#### [MATERIAL FOR THIS EXERCISE]
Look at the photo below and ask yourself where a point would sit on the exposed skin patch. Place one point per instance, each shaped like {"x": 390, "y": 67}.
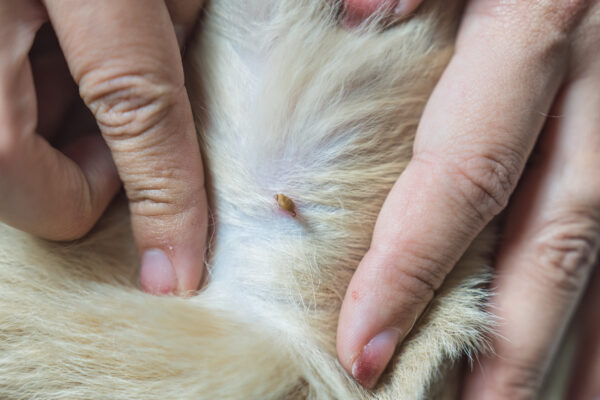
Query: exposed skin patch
{"x": 286, "y": 203}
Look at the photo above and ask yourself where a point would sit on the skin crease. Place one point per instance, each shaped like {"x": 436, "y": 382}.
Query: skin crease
{"x": 517, "y": 68}
{"x": 514, "y": 65}
{"x": 122, "y": 58}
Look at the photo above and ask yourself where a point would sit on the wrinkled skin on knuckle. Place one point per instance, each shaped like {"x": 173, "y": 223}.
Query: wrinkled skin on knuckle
{"x": 567, "y": 249}
{"x": 155, "y": 187}
{"x": 414, "y": 273}
{"x": 127, "y": 104}
{"x": 484, "y": 182}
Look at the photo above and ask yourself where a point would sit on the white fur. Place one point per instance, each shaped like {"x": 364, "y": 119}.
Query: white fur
{"x": 287, "y": 102}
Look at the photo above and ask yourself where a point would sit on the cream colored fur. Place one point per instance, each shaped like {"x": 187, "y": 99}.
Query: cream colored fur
{"x": 287, "y": 102}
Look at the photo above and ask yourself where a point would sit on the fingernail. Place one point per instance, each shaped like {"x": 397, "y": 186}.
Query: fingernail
{"x": 157, "y": 275}
{"x": 374, "y": 357}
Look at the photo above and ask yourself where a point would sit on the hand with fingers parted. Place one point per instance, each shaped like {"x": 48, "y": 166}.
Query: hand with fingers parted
{"x": 524, "y": 74}
{"x": 124, "y": 58}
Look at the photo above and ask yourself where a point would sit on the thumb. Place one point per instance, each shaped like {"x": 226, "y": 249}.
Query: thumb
{"x": 124, "y": 57}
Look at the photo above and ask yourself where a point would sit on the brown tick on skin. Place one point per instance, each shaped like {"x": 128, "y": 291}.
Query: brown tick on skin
{"x": 286, "y": 203}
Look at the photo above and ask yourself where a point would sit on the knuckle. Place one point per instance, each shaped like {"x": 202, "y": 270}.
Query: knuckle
{"x": 566, "y": 250}
{"x": 414, "y": 273}
{"x": 128, "y": 104}
{"x": 485, "y": 182}
{"x": 156, "y": 196}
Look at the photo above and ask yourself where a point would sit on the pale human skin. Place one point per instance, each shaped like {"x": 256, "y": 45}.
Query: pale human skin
{"x": 516, "y": 67}
{"x": 522, "y": 72}
{"x": 124, "y": 58}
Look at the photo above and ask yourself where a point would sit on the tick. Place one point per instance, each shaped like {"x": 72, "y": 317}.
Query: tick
{"x": 286, "y": 203}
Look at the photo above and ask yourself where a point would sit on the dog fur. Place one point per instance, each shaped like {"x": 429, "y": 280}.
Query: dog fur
{"x": 287, "y": 101}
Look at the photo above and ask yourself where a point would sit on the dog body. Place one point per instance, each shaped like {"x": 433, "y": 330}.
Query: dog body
{"x": 287, "y": 102}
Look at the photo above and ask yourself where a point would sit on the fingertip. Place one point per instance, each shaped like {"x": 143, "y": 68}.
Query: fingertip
{"x": 157, "y": 275}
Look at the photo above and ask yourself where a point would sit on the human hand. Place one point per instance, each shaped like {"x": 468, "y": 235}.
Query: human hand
{"x": 125, "y": 61}
{"x": 518, "y": 67}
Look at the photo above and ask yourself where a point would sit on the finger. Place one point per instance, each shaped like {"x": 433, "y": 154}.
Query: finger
{"x": 356, "y": 11}
{"x": 586, "y": 368}
{"x": 124, "y": 57}
{"x": 477, "y": 130}
{"x": 41, "y": 190}
{"x": 551, "y": 242}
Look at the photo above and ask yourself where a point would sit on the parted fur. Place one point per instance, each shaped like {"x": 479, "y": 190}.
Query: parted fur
{"x": 289, "y": 102}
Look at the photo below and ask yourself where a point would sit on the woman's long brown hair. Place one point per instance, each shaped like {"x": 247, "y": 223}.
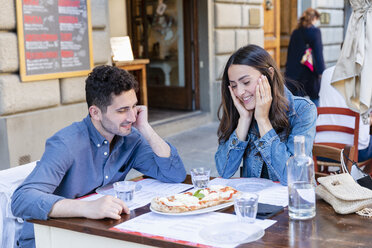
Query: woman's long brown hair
{"x": 261, "y": 60}
{"x": 307, "y": 18}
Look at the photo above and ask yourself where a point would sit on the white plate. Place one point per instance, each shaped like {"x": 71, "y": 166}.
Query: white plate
{"x": 232, "y": 233}
{"x": 200, "y": 211}
{"x": 109, "y": 189}
{"x": 250, "y": 184}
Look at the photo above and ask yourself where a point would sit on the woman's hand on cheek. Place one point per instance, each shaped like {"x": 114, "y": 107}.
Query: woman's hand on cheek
{"x": 263, "y": 100}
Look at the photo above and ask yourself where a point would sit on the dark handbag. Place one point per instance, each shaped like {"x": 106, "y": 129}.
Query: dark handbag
{"x": 307, "y": 58}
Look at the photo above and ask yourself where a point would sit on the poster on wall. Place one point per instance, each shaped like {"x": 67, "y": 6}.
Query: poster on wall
{"x": 54, "y": 38}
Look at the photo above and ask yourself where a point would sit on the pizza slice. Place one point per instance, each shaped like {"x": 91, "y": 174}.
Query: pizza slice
{"x": 188, "y": 201}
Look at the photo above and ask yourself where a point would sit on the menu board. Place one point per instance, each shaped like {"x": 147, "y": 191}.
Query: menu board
{"x": 54, "y": 38}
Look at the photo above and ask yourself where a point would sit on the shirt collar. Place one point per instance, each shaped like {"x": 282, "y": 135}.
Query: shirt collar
{"x": 94, "y": 135}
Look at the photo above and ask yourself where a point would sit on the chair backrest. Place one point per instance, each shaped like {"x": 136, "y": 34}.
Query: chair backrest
{"x": 333, "y": 153}
{"x": 339, "y": 128}
{"x": 10, "y": 179}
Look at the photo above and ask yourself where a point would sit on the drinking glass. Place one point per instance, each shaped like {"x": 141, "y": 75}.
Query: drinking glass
{"x": 245, "y": 206}
{"x": 124, "y": 190}
{"x": 200, "y": 177}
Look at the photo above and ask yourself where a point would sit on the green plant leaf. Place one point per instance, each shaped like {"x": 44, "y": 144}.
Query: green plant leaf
{"x": 198, "y": 194}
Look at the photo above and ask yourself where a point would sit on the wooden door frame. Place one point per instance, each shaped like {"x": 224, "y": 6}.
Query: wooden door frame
{"x": 274, "y": 43}
{"x": 174, "y": 97}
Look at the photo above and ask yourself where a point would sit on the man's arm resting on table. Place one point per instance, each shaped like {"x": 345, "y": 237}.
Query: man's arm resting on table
{"x": 158, "y": 145}
{"x": 104, "y": 207}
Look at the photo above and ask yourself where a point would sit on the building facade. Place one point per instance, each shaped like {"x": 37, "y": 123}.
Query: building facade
{"x": 208, "y": 32}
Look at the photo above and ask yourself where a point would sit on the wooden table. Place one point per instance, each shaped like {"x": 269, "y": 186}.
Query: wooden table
{"x": 327, "y": 229}
{"x": 137, "y": 65}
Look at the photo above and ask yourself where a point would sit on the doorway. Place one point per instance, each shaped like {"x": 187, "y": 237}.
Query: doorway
{"x": 165, "y": 31}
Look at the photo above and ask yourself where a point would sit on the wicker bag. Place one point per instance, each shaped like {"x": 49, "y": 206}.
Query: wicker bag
{"x": 343, "y": 193}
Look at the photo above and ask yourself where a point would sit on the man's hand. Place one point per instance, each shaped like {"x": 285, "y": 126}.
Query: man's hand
{"x": 104, "y": 207}
{"x": 141, "y": 119}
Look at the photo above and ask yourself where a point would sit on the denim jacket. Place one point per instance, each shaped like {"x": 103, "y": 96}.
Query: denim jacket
{"x": 273, "y": 149}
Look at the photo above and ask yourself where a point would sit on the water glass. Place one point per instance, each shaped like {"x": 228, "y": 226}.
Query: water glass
{"x": 245, "y": 206}
{"x": 200, "y": 177}
{"x": 124, "y": 190}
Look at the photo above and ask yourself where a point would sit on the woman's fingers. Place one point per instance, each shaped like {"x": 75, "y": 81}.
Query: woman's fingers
{"x": 259, "y": 92}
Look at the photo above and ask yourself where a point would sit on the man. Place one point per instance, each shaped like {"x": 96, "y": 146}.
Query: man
{"x": 330, "y": 97}
{"x": 99, "y": 150}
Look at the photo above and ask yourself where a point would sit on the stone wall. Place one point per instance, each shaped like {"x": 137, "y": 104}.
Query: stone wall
{"x": 232, "y": 30}
{"x": 31, "y": 112}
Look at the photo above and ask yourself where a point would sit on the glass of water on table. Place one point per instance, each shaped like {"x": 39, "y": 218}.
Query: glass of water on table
{"x": 200, "y": 177}
{"x": 124, "y": 190}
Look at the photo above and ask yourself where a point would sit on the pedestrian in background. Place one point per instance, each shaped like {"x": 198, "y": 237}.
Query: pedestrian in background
{"x": 260, "y": 118}
{"x": 305, "y": 79}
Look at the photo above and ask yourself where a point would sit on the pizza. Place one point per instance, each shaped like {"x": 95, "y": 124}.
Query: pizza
{"x": 188, "y": 201}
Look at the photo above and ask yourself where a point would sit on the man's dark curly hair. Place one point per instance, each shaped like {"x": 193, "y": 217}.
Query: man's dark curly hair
{"x": 104, "y": 82}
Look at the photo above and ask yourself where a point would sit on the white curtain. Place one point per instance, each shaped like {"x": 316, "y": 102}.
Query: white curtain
{"x": 353, "y": 73}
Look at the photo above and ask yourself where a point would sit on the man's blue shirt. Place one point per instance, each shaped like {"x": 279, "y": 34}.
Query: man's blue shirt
{"x": 77, "y": 160}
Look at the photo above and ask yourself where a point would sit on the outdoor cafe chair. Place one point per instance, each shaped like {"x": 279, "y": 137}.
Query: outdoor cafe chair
{"x": 10, "y": 226}
{"x": 342, "y": 129}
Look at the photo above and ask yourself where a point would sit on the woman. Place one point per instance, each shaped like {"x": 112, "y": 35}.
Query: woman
{"x": 260, "y": 118}
{"x": 305, "y": 35}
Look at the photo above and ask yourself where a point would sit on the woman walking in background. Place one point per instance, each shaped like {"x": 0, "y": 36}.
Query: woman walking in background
{"x": 305, "y": 36}
{"x": 260, "y": 118}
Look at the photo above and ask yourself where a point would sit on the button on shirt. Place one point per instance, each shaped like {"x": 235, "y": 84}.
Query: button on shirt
{"x": 77, "y": 160}
{"x": 273, "y": 149}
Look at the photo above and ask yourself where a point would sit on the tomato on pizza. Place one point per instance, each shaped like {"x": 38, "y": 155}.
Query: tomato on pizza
{"x": 188, "y": 201}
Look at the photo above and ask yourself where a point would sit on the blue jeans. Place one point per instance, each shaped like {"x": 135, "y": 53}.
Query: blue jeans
{"x": 315, "y": 101}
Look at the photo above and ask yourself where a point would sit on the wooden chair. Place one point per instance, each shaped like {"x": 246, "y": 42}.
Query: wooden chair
{"x": 338, "y": 128}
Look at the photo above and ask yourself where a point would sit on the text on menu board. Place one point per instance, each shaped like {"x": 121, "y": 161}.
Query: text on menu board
{"x": 54, "y": 38}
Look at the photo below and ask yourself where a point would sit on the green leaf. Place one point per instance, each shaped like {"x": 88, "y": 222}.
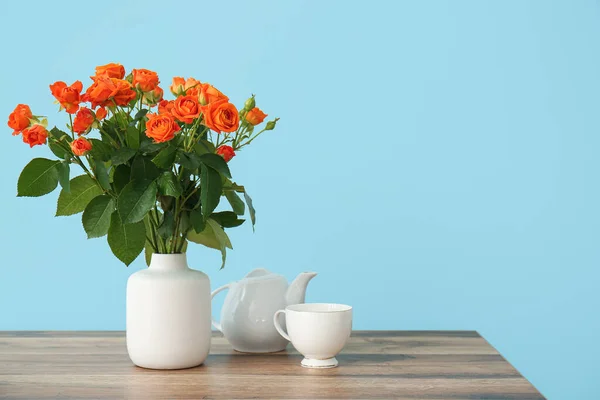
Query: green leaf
{"x": 59, "y": 135}
{"x": 96, "y": 216}
{"x": 167, "y": 226}
{"x": 132, "y": 137}
{"x": 126, "y": 240}
{"x": 143, "y": 168}
{"x": 184, "y": 221}
{"x": 227, "y": 219}
{"x": 148, "y": 146}
{"x": 216, "y": 162}
{"x": 122, "y": 155}
{"x": 210, "y": 190}
{"x": 135, "y": 200}
{"x": 189, "y": 161}
{"x": 139, "y": 116}
{"x": 197, "y": 221}
{"x": 57, "y": 150}
{"x": 148, "y": 251}
{"x": 83, "y": 190}
{"x": 38, "y": 178}
{"x": 166, "y": 157}
{"x": 121, "y": 177}
{"x": 237, "y": 204}
{"x": 169, "y": 185}
{"x": 64, "y": 174}
{"x": 204, "y": 146}
{"x": 100, "y": 150}
{"x": 101, "y": 174}
{"x": 250, "y": 209}
{"x": 212, "y": 236}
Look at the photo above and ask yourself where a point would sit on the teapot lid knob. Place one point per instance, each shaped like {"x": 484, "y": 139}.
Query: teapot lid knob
{"x": 258, "y": 272}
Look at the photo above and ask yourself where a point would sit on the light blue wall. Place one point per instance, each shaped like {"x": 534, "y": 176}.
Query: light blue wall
{"x": 436, "y": 162}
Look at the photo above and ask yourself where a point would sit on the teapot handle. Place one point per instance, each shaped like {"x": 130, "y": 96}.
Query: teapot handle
{"x": 212, "y": 295}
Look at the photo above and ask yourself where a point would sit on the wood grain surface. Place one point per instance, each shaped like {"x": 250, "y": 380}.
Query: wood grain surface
{"x": 374, "y": 365}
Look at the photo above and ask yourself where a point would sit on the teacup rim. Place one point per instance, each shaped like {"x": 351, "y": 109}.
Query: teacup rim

#### [THE TASK]
Give back exactly the lines from the line containing "the teapot lid" to the end of the entries, and no other lines.

#### [RESULT OF THIS EXERCISE]
Look at the photo above and ask yourself where a point would sit on the teapot lid knob. Place one point per instance, each shaped like {"x": 484, "y": 139}.
Query: teapot lid knob
{"x": 258, "y": 272}
Look at the photo above and ask yourself where a point would sit on the light blue wall. Place one point per instance, each shaped like {"x": 534, "y": 176}.
Query: light blue wall
{"x": 436, "y": 162}
Look at the photo above and ask yourself where a point would sit on the teapot handle. Place one point per instance, each shaped like {"x": 130, "y": 96}.
Query: teapot handle
{"x": 212, "y": 295}
Look at the photo above and ask yourself where a point would sit on the wood grain surface. Place one point per instance, each shaped like {"x": 250, "y": 380}.
Query: wood grain surface
{"x": 374, "y": 365}
Look at the photo above and ask yourself where a point would sit on the teacup rim. Place one point per instance, each shaped like {"x": 351, "y": 109}.
Query: teacup rim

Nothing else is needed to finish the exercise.